● PASSAGE FOR REVIEW:
[Start of section]

Development and evaluation of mini-EXPLORER

A long axial field-of-view PET scanner for nonhuman primate imaging

Eric Berg, Xuezhu Zhang, Julien Bec, Martin S. Judenhofer, Brijesh Patel, Qiyu Peng, Maciej Kapusta, Matthias Schmand, Michael E. Casey, Alice F Tarantal, Jinyi Qi, Ramsey D Badawi, Simon R Cherry

Research output: Contribution to journalArticle

6 Citations (Scopus)

Abstract

We describe a long axial field-of-view (FOV) PET scanner for high-sensitivity and total-body imaging of nonhuman primates and present the physical performance and first phantom and animal imaging results. Methods: The mini-EXPLORER PET scanner was built using the components of a clinical scanner reconfigured with a detector ring diameter of 43.5 cm and an axial length of 45.7 cm. National Electrical Manufacturers Association (NEMA) NU-2 and NU-4 phantoms were used to measure sensitivity and count rate performance. Reconstructed spatial resolution was investigated by imaging a radially stepped point source and a Derenzo phantom. The effect of the wide acceptance angle was investigated by comparing performance with maximum acceptance angles of 14°–46°. Lastly, an initial assessment of the in vivo performance of the mini-EXPLORER was undertaken with a dynamic18F-FDG nonhuman primate (rhesus monkey) imaging study. Results: The NU-2 total sensitivity was 5.0%, and the peak noise-equivalent count rate measured with the NU-4 monkey scatter phantom was 1,741 kcps, both obtained using the maximum acceptance angle (46°). The NU-4 scatter fraction was 16.5%, less than 1% higher than with a 14° acceptance angle. The reconstructed spatial resolution was approximately 3.0 mm at the center of the FOV, with a minor loss in axial spatial resolution (0.5 mm) when the acceptance angle increased from 14° to 46°. The rhesus monkey18F-FDG study demonstrated the benefit of the high sensitivity of the mini-EXPLORER, including fast imaging (1-s early frames), excellent image quality (30-s and 5-min frames), and late-time-point imaging (18 h after injection), all obtained at a single bed position that captured the major organs of the rhesus monkey. Conclusion: This study demonstrated the physical performance and imaging capabilities of a long axial FOV PET scanner designed for high-sensitivity imaging of nonhuman primates. Further, the results of this study suggest that a wide acceptance angle can be used with a long axial FOV scanner to maximize sensitivity while introducing only minor tradeoffs such as a small increase in scatter fraction and slightly degraded axial spatial resolution.

[End of section]

● PROBLEM SET:
• 1. For each statement, say yes or no according to the mini-EXPLORER abstract, and quote the words that decide it: (a) The scanner's detector ring diameter is 45.7 cm. (b) The NU-4 scatter fraction was 16.5%. (c) The rhesus monkey study needed more than one bed position to capture the major organs.
• 2. Reproduce word for word the part of the mini-EXPLORER abstract starting with "A long axial field-of-view PET" and going on through "6 Citations (Scopus)".

● GIVEN DATA:
[Start of section]

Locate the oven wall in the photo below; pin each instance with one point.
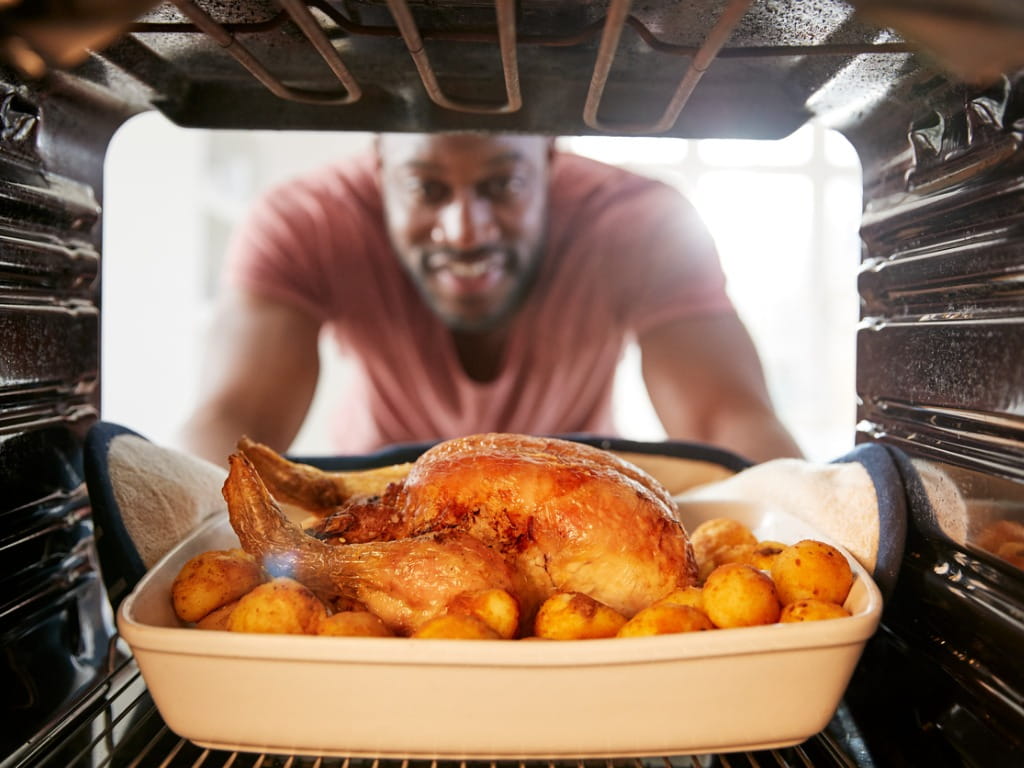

[End of section]

● ANSWERS TO THE PROBLEMS:
• 1.
(a) No: "a detector ring diameter of 43.5 cm and an axial length of 45.7 cm"
(b) Yes: "The NU-4 scatter fraction was 16.5%"
(c) No: "all obtained at a single bed position that captured the major organs of the rhesus monkey"

• 2.
A long axial field-of-view PET scanner for nonhuman primate imaging

Eric Berg, Xuezhu Zhang, Julien Bec, Martin S. Judenhofer, Brijesh Patel, Qiyu Peng, Maciej Kapusta, Matthias Schmand, Michael E. Casey, Alice F Tarantal, Jinyi Qi, Ramsey D Badawi, Simon R Cherry

Research output: Contribution to journalArticle

6 Citations (Scopus)